> [Data items]
****************

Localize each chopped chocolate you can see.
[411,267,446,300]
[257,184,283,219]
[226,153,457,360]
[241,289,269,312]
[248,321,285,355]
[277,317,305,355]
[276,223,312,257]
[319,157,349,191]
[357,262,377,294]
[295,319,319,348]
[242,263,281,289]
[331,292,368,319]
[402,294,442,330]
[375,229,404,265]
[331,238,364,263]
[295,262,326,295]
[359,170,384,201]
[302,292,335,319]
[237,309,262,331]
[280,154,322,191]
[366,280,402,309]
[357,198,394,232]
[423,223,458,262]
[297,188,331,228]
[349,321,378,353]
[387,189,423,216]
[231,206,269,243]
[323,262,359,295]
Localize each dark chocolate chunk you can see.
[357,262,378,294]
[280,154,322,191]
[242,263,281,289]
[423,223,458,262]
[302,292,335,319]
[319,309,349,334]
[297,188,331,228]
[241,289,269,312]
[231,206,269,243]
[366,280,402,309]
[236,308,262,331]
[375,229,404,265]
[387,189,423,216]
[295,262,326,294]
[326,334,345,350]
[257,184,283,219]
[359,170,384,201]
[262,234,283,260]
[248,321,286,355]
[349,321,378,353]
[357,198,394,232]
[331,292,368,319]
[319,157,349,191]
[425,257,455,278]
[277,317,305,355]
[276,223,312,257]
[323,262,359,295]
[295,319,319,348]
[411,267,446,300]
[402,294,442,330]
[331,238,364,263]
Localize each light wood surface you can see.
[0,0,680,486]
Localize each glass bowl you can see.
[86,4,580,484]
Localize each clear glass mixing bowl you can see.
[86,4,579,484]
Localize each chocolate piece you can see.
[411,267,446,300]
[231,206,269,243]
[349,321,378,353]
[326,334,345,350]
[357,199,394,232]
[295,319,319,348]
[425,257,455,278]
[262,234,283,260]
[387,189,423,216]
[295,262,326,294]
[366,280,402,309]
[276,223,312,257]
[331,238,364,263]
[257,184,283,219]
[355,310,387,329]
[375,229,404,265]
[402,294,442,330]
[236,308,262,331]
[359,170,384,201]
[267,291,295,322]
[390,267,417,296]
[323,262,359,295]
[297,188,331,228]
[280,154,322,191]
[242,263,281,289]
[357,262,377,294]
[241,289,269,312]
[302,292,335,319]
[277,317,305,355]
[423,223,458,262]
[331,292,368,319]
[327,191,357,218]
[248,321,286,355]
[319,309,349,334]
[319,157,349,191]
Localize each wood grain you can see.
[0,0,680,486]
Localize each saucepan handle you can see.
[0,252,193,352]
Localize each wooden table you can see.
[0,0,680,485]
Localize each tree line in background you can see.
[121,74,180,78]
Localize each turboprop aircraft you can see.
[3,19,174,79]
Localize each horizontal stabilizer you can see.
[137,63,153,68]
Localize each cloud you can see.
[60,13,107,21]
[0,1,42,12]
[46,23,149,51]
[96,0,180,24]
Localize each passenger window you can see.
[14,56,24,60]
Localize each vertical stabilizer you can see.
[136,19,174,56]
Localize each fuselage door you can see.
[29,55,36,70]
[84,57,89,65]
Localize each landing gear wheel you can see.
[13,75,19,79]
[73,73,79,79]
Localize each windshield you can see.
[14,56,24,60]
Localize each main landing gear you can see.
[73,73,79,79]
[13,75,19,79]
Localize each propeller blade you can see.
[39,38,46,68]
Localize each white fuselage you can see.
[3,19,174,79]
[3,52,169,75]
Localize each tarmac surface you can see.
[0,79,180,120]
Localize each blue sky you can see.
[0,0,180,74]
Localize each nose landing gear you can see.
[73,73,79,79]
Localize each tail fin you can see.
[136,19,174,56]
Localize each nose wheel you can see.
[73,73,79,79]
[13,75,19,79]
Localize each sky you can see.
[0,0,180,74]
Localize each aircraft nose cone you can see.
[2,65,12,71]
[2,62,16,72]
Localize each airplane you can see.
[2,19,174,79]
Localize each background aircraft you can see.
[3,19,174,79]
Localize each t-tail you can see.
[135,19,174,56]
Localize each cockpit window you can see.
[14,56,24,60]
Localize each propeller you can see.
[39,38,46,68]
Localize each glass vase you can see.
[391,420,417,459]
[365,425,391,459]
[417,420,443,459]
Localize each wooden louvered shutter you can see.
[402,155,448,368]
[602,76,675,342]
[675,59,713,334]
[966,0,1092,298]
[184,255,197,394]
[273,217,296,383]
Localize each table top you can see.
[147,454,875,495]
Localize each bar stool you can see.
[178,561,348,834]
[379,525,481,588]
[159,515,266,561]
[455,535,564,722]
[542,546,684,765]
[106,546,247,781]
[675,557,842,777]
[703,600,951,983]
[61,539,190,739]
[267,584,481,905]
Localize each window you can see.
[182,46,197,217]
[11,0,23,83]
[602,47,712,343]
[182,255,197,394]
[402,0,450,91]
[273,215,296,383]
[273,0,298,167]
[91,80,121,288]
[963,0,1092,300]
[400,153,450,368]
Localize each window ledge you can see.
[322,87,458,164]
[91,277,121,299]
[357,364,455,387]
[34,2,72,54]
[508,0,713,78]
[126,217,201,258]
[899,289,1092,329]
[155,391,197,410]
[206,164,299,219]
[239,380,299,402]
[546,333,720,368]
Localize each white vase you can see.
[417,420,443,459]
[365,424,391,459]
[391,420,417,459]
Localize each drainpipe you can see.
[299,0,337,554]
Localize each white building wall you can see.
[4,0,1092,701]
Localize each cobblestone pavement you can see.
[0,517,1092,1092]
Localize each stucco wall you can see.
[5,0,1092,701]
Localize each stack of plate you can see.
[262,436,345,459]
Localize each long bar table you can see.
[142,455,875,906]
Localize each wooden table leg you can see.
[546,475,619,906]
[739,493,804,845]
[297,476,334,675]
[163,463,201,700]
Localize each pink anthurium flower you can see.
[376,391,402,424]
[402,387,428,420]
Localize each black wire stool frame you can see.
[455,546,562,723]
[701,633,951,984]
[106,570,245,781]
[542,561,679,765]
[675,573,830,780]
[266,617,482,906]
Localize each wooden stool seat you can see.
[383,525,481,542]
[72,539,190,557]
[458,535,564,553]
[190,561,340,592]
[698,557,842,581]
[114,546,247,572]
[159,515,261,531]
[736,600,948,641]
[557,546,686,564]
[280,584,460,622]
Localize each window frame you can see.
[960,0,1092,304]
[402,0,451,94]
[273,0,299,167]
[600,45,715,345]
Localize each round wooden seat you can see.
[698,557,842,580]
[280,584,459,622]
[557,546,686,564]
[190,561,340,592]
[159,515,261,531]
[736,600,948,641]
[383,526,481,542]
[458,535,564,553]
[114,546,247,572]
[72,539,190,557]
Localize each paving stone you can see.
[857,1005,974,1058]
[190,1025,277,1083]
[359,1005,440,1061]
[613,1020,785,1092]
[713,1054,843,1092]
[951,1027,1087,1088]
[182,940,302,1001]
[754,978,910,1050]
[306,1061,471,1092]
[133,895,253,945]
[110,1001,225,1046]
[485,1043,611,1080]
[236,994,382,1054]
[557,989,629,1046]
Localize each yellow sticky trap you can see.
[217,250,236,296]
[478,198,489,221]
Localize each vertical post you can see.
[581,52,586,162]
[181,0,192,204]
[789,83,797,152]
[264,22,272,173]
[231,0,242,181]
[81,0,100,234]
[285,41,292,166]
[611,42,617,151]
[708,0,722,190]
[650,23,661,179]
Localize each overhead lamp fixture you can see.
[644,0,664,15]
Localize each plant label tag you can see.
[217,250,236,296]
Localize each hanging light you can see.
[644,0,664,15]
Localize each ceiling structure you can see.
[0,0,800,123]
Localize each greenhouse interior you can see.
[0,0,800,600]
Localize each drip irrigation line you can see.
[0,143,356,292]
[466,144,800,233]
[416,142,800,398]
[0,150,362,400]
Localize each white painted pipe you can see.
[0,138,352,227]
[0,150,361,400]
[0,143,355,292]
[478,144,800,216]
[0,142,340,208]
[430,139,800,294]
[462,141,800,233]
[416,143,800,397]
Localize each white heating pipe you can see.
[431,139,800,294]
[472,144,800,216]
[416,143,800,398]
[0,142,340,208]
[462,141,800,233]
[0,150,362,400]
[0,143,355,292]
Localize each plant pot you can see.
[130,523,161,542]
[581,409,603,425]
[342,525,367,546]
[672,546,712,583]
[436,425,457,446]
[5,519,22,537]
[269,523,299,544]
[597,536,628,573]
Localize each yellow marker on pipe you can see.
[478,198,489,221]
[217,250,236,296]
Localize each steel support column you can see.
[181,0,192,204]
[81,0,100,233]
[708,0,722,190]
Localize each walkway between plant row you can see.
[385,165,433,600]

****************

> [SHORT TASK]
Render the stretch from the line containing "Localize each long bar table you can see." through the line containing "[402,387,428,420]" as a Markdown table with the columns Row and Line. Give each line a row number and omit any blank lines.

> [RESULT OF THE TASK]
| Row | Line |
|---|---|
| 1 | Localize each long bar table you can see. |
| 2 | [142,455,875,906] |
| 3 | Localize each wooden table leg you can see. |
| 4 | [546,475,619,906] |
| 5 | [739,493,804,845] |
| 6 | [297,476,334,675] |
| 7 | [163,463,201,700] |
| 8 | Localize each pink anthurium flower you can see. |
| 9 | [376,391,402,424] |
| 10 | [402,387,428,420] |